* [Written instruction] Using the passage on ocean iron fertilization, explain in one to three sentences why seeding the ocean with iron was expected to help lower global temperatures.

— Start Text passage —

The obvious ambiguities of the United Nations’ geoengineering moratorium have prevented any serious enforcement of its policies. In 2012, American entrepreneur Russ George conducted a unilateral iron fertilization experiment off the coast of western Canada (3). One of the main purposes of this experiment was to determine if the influx of iron would help boost the phytoplankton population in the area, since iron is a vital nutrient for phytoplankton and other marine primary producers (3). Higher phytoplankton population is correlated with more photosynthesis, which translates to a greater intake of carbon dioxide from the atmosphere. So, the hypothesis in this case is that seeding the ocean with iron leads to greater sequestration and export of atmospheric carbon dioxide; this process should theoretically help reduce global temperatures over the long run by decreasing the amount of carbon dioxide in the atmosphere (3). George faced a considerable public outcry since he effectively violated the United Nations moratorium on geoengineering (3).

— End Text passage —
— Start Data shown —

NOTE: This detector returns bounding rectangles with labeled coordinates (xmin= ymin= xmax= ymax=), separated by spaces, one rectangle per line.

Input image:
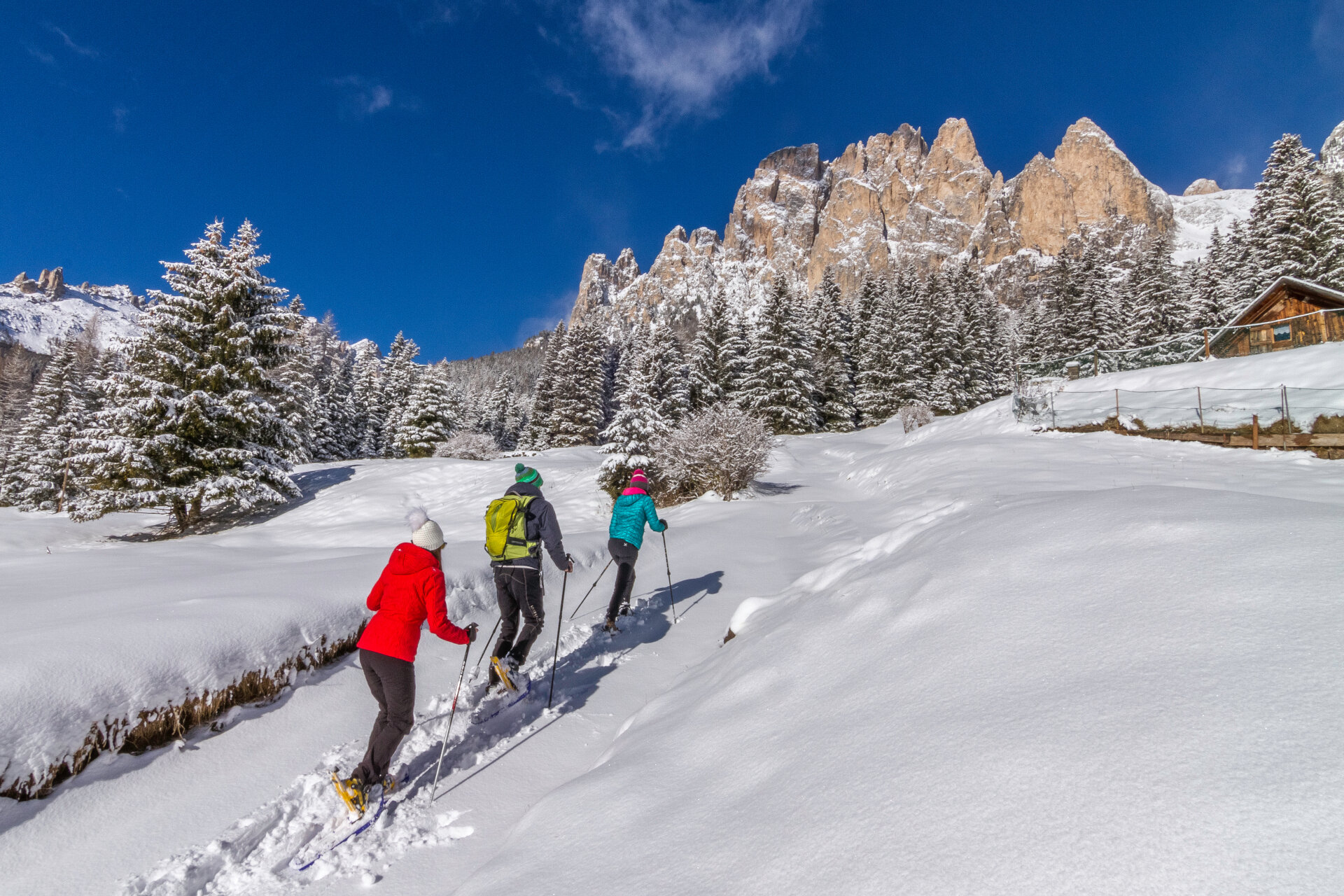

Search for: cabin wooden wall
xmin=1212 ymin=290 xmax=1344 ymax=357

— End Data shown —

* [Task result] Iron is a vital nutrient for phytoplankton, so adding it was expected to boost their population, and more phytoplankton means more photosynthesis and a greater intake of carbon dioxide from the atmosphere. Removing that carbon dioxide from the atmosphere should, in theory, help reduce global temperatures over the long run.